Could you update the items below by replacing "whole pixels" with "integer pixels" wherever it occurs and leaving everything else unchanged?
-- Start --
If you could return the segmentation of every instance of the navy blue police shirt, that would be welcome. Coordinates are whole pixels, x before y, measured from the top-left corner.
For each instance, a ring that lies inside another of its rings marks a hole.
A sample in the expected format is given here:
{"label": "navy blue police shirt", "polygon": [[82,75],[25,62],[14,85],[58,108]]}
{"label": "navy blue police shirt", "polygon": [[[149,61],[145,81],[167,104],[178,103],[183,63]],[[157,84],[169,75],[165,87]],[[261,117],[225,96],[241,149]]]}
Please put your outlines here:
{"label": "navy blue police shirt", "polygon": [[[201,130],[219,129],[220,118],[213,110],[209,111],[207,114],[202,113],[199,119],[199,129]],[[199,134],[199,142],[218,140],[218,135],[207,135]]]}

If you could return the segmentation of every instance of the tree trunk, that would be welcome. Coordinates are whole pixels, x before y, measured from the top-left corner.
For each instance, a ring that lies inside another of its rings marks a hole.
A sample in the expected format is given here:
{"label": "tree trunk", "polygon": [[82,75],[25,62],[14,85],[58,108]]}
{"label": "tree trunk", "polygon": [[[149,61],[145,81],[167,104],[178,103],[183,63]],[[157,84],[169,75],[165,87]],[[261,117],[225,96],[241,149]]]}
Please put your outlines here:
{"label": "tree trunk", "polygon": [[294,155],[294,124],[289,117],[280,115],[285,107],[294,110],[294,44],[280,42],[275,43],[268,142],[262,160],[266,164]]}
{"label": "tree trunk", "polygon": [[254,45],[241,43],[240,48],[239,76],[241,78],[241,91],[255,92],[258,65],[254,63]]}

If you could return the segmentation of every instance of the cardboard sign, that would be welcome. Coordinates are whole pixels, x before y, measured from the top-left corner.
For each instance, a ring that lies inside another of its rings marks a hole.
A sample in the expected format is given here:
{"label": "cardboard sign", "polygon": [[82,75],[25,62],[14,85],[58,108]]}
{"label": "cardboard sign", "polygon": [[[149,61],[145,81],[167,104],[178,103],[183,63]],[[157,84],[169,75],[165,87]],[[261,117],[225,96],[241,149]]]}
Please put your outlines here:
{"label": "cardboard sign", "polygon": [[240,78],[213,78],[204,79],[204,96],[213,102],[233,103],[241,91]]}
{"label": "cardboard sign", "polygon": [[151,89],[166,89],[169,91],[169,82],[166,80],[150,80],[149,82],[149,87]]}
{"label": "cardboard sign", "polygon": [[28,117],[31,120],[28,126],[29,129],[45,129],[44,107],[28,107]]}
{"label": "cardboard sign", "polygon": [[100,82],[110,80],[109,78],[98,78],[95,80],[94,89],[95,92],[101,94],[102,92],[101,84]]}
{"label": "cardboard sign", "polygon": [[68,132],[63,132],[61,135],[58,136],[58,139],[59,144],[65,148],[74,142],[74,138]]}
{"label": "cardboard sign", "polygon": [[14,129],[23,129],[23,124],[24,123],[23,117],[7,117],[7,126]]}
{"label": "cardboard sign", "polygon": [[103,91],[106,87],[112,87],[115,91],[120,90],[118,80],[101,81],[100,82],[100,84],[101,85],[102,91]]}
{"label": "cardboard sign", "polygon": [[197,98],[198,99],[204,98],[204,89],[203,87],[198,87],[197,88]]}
-- End --
→ Exercise output
If you could return the segmentation of every instance of the navy blue police shirt, that would be welcome. Coordinates are integer pixels, x before y, measured from the top-left corner.
For each instance, a ring that lies inside another of its rings marks a hole.
A sample in the expected format is given here:
{"label": "navy blue police shirt", "polygon": [[82,75],[25,62],[14,85],[58,108]]}
{"label": "navy blue police shirt", "polygon": [[[149,61],[145,81],[167,104],[178,103],[183,63]],[[157,84],[169,75],[165,87]],[[261,117],[225,96],[241,149]]]}
Please put your outlines here:
{"label": "navy blue police shirt", "polygon": [[[201,130],[219,129],[220,118],[213,110],[209,111],[207,114],[202,113],[199,119],[199,129]],[[199,134],[199,142],[218,140],[218,135],[207,135]]]}

If you could return the segmentation of every instance of the tree trunk, that would be welcome. Coordinates are integer pixels, x before y, measured from the top-left corner.
For each instance, a ring that lies inside another of its rings marks a hole.
A sample in the expected format is given here:
{"label": "tree trunk", "polygon": [[82,75],[25,62],[14,85],[58,108]]}
{"label": "tree trunk", "polygon": [[[149,61],[145,81],[167,104],[178,103],[183,63]],[[157,84],[169,75],[165,87]],[[261,117],[225,96],[241,149]]]}
Please put your outlines here:
{"label": "tree trunk", "polygon": [[294,155],[294,124],[289,117],[280,115],[285,107],[294,110],[294,44],[280,42],[275,43],[268,142],[262,160],[266,164]]}
{"label": "tree trunk", "polygon": [[254,45],[241,43],[240,48],[239,76],[241,78],[241,91],[255,92],[258,65],[254,63]]}

If you could return the segmentation of every instance of the cardboard sign, that would be welcome. Coordinates are integer pixels, x before y, measured from the top-left corner.
For each instance, a ring that lies inside another of its rings marks a hole.
A sample in the expected format is given here:
{"label": "cardboard sign", "polygon": [[82,75],[25,62],[14,85],[58,108]]}
{"label": "cardboard sign", "polygon": [[[149,61],[145,81],[167,104],[178,103],[183,63]],[[157,84],[169,75],[165,87]],[[261,117],[225,96],[241,149]]]}
Please put your outlines here:
{"label": "cardboard sign", "polygon": [[240,78],[213,78],[204,79],[204,96],[213,102],[233,103],[241,91]]}
{"label": "cardboard sign", "polygon": [[151,89],[166,89],[169,91],[169,82],[166,80],[150,80],[149,82],[149,87]]}
{"label": "cardboard sign", "polygon": [[28,117],[31,120],[28,126],[29,129],[45,129],[44,107],[28,107]]}
{"label": "cardboard sign", "polygon": [[100,82],[110,80],[109,78],[98,78],[95,80],[94,89],[95,92],[101,94],[102,92],[101,84]]}
{"label": "cardboard sign", "polygon": [[68,132],[63,132],[61,135],[58,136],[58,139],[59,144],[65,148],[74,142],[74,138]]}
{"label": "cardboard sign", "polygon": [[14,129],[23,129],[23,124],[24,123],[23,117],[7,117],[7,126]]}
{"label": "cardboard sign", "polygon": [[103,91],[106,87],[112,87],[115,91],[120,90],[118,80],[101,81],[100,82],[100,84],[101,85],[102,91]]}
{"label": "cardboard sign", "polygon": [[197,98],[198,99],[204,98],[204,89],[203,87],[198,87],[197,88]]}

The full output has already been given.